• Problem:
Repeat the lines that follow, leaving nothing out.

• Data section:
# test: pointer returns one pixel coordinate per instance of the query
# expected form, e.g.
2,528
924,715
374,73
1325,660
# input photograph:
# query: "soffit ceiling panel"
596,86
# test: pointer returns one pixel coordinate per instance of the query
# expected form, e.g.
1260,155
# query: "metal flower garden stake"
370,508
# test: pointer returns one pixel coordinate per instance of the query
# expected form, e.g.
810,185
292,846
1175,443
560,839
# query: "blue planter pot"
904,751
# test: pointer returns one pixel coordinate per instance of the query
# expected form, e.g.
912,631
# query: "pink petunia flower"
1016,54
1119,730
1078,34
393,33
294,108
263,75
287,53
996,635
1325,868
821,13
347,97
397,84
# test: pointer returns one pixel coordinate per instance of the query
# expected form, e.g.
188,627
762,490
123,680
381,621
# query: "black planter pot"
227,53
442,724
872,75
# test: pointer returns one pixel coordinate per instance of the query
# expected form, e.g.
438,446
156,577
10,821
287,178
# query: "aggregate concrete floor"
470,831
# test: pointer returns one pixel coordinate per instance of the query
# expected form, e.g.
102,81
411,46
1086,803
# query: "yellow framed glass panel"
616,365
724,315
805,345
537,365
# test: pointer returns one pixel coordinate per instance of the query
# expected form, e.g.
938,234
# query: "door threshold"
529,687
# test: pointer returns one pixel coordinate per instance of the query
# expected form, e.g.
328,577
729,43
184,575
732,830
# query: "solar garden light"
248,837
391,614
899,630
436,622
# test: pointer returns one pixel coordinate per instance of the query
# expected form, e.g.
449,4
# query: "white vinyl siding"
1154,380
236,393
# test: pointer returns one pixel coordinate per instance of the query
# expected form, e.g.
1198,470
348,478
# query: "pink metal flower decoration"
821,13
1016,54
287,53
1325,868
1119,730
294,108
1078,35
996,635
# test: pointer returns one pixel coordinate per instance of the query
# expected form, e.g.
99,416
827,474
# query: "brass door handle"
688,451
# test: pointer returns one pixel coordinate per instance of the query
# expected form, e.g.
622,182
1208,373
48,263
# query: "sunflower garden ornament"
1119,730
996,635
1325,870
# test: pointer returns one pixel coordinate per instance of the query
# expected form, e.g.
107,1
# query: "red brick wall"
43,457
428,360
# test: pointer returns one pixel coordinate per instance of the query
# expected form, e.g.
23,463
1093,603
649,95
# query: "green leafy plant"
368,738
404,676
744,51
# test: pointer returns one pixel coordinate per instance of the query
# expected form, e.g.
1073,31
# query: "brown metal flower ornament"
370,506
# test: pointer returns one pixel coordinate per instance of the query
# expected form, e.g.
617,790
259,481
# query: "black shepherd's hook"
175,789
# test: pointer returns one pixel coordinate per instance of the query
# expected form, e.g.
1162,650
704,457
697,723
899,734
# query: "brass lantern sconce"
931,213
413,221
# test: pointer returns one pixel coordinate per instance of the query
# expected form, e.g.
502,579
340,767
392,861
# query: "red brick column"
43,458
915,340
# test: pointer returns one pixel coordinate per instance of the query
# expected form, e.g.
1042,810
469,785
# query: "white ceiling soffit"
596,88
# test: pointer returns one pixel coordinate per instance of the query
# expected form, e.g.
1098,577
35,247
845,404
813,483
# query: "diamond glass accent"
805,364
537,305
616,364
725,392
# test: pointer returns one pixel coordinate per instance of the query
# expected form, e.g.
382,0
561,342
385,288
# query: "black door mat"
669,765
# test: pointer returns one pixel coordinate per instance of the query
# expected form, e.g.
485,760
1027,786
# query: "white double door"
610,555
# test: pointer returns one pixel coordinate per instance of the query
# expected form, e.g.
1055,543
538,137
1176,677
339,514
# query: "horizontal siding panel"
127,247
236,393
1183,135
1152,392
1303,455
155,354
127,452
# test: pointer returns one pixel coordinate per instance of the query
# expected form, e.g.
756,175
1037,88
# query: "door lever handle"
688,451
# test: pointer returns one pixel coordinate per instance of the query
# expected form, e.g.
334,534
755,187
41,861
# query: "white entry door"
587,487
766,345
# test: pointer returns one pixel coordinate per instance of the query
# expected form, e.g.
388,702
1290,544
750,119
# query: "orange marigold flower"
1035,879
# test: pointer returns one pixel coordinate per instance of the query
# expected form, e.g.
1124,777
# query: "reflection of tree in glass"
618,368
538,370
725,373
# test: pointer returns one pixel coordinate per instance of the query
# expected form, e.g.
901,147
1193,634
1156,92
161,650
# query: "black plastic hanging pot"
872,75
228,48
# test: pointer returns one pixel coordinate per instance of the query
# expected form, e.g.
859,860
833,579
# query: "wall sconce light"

• Exercise response:
# test: pointer returns one pixel coordinate per instance of the query
# expected form, e.g.
2,528
924,715
374,73
1325,660
# input photograph:
# query: "soffit ceiling panel"
596,86
# test: pointer returns one pixel coordinate per instance of the query
# expected form, e.g.
1260,155
# query: "metal flower garden stake"
370,508
# test: pointer returns one pixel coordinate per instance of the query
# expected form, e.g.
810,185
292,846
1175,443
560,839
# query: "blue planter pot"
904,751
# test: pointer returns one pixel coordinate per instance of the query
# expected form, e.g.
912,631
# query: "pink petunia flower"
1016,54
1119,730
1078,34
393,33
294,108
263,75
287,53
996,635
1325,868
821,13
347,97
397,84
# test: pointer returns one pixel coordinate per instance of the query
# expected form, e.g.
188,627
762,490
123,680
381,621
# query: "black planter pot"
227,53
442,724
872,75
# test: pointer returns one pixel coordinate per instance of the query
# expected form, e.g.
438,446
156,577
10,821
287,178
# query: "aggregate concrete floor"
470,831
# test: pointer returns one pixel coordinate per instance of the query
# expected form, e.g.
102,81
411,46
1086,803
# query: "yellow framed glass panel"
616,365
724,315
805,345
537,365
# test: pointer returns one pixel coordinate per instance of the query
# expected form, e.g.
938,234
# query: "door threshold"
529,687
# test: pointer returns one pixel coordinate per instance of the query
# expected form, e.g.
328,577
729,43
184,575
732,830
# query: "solar garden light"
248,837
391,614
899,630
436,622
# test: pointer returns one pixel coordinate per instance of the query
# expected form, e.g.
449,4
# query: "white vinyl siding"
1154,380
236,393
# test: pointer returns one pixel coordinate per instance of the query
# expected form, e.g.
1198,470
348,478
# query: "pink metal flower decoration"
821,13
1016,54
287,53
1325,868
1119,730
294,108
1078,35
996,635
# test: pointer returns one pixel coordinate per instance of the query
# expected form, e.g.
99,416
827,474
# query: "brass door handle"
688,451
# test: pointer returns one pixel coordinate per instance of the query
# expected form, e.g.
622,182
1208,373
48,263
# query: "sunflower garden ornament"
1119,730
996,635
1325,870
# test: pointer returns one pixel coordinate per instance of the query
# expected form, e.g.
107,1
# query: "red brick wall"
43,457
428,360
# test: pointer returns one pixel coordinate per instance of the query
# expected form, e.g.
23,463
1093,603
649,95
# query: "green leafy plant"
368,738
404,676
744,51
# test: pointer returns one pixel coordinate per instance of the query
# expected form, e.g.
1073,31
# query: "brown metal flower ornament"
370,506
# test: pointer returns one pixel coordinate per instance of the query
# expected form, e.g.
617,790
259,481
# query: "black shepherd's hook"
175,789
# test: pointer returns one pixel coordinate per instance of the query
# expected form, e.g.
1162,650
704,457
697,723
899,734
# query: "brass lantern sconce"
931,213
413,221
# test: pointer returns one pixel coordinate per instance of the query
# expected form, e.g.
502,579
340,767
392,861
# query: "red brick column"
43,458
915,340
# test: pointer returns one pixel coordinate per instance of the query
# expected form, e.g.
1042,810
469,785
# query: "white ceiling soffit"
596,88
# test: pointer returns one pixel coordinate per instance of the query
# expected form, e.g.
1098,577
35,247
845,404
813,483
# query: "diamond glass accent"
805,364
537,305
616,364
725,392
# test: pointer returns one pixel coordinate per instance of the query
# expected form, e.g.
382,0
561,342
385,288
# query: "black door mat"
669,765
# test: pointer returns one pixel coordinate per instance of the query
# expected form, e.g.
485,760
1027,786
# query: "white double door"
610,555
# test: pointer returns one pixel coordinate per instance of the query
# expected form, e.g.
1055,543
538,137
1176,677
339,514
# query: "horizontal siding panel"
127,247
236,393
1183,135
1152,392
1303,455
155,354
127,452
# test: pointer returns one pixel coordinate per instance of the query
# expected form, e.g.
756,175
1037,88
# query: "door lever handle"
688,451
# test: pointer returns one pixel coordinate per instance of the query
# expected form, e.g.
334,534
755,187
41,861
# query: "white entry door"
587,487
766,345
# test: pointer returns one pixel coordinate per instance of the query
# expected form, e.g.
388,702
1290,544
750,119
# query: "orange marigold flower"
1035,879
# test: pointer returns one pixel coordinate per instance of the query
# expected form, e.g.
1124,777
# query: "reflection of tree in glass"
618,368
538,370
725,373
# test: pointer returns one pixel coordinate per instance of the query
# expected form, e.g.
901,147
1193,634
1156,92
161,650
# query: "black plastic hanging pot"
872,75
228,48
# test: pointer returns one pixel coordinate per instance of the query
# expected form, e.g.
859,860
833,579
# query: "wall sconce light"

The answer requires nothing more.